Format the portion of the listing below that begins at its start and ends with the line containing "x=151 y=108", both ends included, as a Markdown table with the columns Row and Line, numbering each line and omitting blank lines. Omit the pictures from the table.

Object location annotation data
--- Start ---
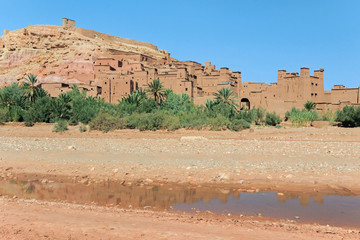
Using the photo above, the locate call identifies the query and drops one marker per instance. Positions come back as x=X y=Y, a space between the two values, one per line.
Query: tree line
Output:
x=151 y=108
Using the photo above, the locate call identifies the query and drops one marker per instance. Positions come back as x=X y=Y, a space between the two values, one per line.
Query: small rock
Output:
x=71 y=148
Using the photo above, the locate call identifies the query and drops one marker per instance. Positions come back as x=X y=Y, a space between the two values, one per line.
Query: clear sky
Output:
x=256 y=37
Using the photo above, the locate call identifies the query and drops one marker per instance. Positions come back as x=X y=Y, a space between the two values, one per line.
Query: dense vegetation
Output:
x=150 y=109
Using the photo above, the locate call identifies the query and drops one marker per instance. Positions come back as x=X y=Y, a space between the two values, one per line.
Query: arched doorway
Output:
x=244 y=104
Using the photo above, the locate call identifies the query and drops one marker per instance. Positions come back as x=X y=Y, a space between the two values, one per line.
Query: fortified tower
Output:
x=68 y=24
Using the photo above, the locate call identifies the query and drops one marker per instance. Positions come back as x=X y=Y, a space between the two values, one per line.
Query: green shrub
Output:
x=16 y=114
x=218 y=123
x=328 y=116
x=30 y=117
x=194 y=120
x=106 y=122
x=60 y=126
x=272 y=119
x=294 y=110
x=172 y=123
x=247 y=115
x=258 y=115
x=349 y=116
x=309 y=105
x=4 y=115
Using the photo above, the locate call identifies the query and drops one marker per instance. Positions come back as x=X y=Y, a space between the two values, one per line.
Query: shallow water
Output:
x=304 y=207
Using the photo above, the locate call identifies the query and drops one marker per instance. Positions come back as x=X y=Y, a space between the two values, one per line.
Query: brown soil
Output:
x=294 y=159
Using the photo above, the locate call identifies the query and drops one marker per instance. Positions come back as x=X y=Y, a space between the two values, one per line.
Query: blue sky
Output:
x=256 y=37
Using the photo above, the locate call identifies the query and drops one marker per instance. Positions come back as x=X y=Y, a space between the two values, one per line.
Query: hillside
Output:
x=59 y=53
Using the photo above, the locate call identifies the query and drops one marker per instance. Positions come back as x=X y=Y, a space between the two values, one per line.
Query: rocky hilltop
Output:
x=60 y=53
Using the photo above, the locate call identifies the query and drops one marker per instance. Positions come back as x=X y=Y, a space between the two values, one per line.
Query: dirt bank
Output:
x=296 y=159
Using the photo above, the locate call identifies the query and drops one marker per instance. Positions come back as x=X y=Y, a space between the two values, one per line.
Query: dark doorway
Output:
x=244 y=104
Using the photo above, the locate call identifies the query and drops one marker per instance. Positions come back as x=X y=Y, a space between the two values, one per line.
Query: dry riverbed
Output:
x=297 y=160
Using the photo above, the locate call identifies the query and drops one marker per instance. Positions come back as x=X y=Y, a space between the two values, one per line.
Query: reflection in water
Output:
x=309 y=207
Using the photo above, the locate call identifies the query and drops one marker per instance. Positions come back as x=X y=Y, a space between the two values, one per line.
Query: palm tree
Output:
x=30 y=87
x=157 y=90
x=135 y=97
x=227 y=96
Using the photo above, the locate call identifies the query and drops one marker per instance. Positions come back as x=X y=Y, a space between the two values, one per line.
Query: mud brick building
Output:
x=117 y=73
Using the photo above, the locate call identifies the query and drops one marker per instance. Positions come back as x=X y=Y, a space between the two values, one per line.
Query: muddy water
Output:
x=302 y=207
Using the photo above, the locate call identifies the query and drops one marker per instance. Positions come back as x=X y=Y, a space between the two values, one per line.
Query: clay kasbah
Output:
x=263 y=182
x=112 y=67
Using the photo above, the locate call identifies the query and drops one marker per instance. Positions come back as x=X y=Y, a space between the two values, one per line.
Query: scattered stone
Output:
x=192 y=138
x=71 y=147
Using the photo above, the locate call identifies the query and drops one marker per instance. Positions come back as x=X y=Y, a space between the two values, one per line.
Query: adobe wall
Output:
x=68 y=24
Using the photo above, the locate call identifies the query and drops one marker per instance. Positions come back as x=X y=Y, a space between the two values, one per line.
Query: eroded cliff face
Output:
x=58 y=54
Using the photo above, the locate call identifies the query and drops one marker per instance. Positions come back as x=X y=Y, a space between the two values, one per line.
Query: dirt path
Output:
x=303 y=159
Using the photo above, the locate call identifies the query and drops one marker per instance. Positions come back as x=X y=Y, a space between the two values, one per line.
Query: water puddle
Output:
x=302 y=207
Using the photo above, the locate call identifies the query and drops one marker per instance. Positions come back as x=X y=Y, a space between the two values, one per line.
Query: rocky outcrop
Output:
x=56 y=53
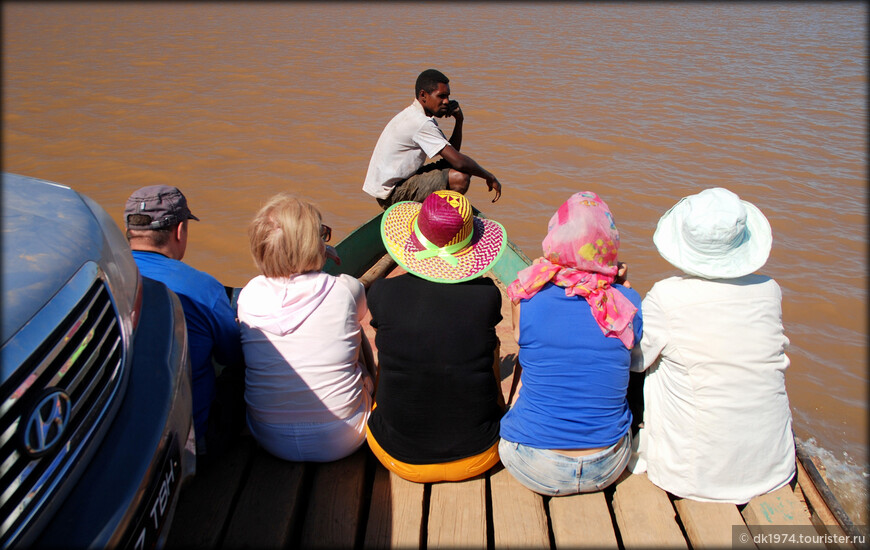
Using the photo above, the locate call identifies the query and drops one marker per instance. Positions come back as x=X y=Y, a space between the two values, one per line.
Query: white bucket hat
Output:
x=714 y=235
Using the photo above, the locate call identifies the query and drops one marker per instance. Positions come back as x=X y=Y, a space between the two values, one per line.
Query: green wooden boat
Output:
x=363 y=249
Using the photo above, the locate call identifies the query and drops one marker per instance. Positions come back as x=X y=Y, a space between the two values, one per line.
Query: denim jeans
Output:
x=550 y=473
x=314 y=441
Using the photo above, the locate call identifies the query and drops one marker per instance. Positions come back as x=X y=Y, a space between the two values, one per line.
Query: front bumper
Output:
x=127 y=495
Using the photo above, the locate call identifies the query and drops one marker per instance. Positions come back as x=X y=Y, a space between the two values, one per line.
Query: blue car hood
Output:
x=48 y=234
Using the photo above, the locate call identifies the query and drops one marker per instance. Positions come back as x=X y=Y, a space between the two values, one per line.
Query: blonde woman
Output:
x=308 y=393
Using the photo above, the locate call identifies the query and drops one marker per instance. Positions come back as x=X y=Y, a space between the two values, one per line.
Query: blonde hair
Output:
x=285 y=237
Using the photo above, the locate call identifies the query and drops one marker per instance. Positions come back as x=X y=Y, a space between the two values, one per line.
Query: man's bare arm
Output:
x=467 y=165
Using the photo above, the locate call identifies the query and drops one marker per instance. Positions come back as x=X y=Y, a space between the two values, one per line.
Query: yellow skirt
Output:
x=455 y=470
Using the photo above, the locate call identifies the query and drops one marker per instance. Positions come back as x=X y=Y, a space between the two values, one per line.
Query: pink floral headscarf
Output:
x=580 y=256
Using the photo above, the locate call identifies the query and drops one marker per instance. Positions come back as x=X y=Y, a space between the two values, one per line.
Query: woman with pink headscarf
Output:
x=569 y=430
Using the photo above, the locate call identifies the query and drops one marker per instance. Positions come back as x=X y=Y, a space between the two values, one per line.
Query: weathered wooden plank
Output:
x=457 y=514
x=713 y=524
x=582 y=521
x=821 y=516
x=269 y=505
x=395 y=513
x=204 y=504
x=335 y=505
x=775 y=514
x=518 y=516
x=644 y=515
x=780 y=507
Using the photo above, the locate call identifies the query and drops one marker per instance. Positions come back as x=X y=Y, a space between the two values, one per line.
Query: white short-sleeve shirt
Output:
x=406 y=142
x=717 y=423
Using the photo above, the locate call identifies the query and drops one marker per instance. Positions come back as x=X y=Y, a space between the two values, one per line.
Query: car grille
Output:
x=82 y=358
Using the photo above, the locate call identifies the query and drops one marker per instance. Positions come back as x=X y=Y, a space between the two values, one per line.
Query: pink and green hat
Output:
x=440 y=239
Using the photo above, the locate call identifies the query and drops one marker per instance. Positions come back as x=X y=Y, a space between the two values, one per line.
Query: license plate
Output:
x=152 y=516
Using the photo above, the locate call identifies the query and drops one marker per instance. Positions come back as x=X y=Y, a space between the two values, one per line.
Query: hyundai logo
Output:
x=45 y=423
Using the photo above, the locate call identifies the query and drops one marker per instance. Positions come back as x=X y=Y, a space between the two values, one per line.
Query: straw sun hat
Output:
x=714 y=235
x=440 y=239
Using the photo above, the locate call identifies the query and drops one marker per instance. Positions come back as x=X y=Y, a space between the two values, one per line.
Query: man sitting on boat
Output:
x=157 y=229
x=397 y=171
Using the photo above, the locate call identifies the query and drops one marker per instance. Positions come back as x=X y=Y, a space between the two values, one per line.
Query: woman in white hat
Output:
x=438 y=401
x=717 y=423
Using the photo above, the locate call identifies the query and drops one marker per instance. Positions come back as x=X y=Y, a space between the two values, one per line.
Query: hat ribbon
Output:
x=445 y=252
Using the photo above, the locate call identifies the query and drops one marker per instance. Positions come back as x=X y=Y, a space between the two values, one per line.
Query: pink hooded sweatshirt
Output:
x=301 y=340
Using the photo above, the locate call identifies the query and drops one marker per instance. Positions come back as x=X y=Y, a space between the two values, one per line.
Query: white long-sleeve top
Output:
x=717 y=423
x=301 y=340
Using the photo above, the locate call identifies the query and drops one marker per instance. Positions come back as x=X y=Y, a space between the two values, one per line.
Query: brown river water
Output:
x=641 y=103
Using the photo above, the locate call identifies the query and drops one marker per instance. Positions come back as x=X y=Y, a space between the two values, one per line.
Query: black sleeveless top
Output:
x=436 y=396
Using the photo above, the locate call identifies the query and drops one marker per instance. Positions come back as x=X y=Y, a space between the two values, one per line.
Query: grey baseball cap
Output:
x=164 y=204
--- End ---
- **Task output**:
| Row | Line |
|---|---|
| 1 | Using the photo above, the locate call identifies the query and drops one marker per instance. Positions come back as x=X y=Y, a space between the two values, one per line. |
| 2 | Query: tree line |
| 3 | Output: |
| 4 | x=151 y=108 |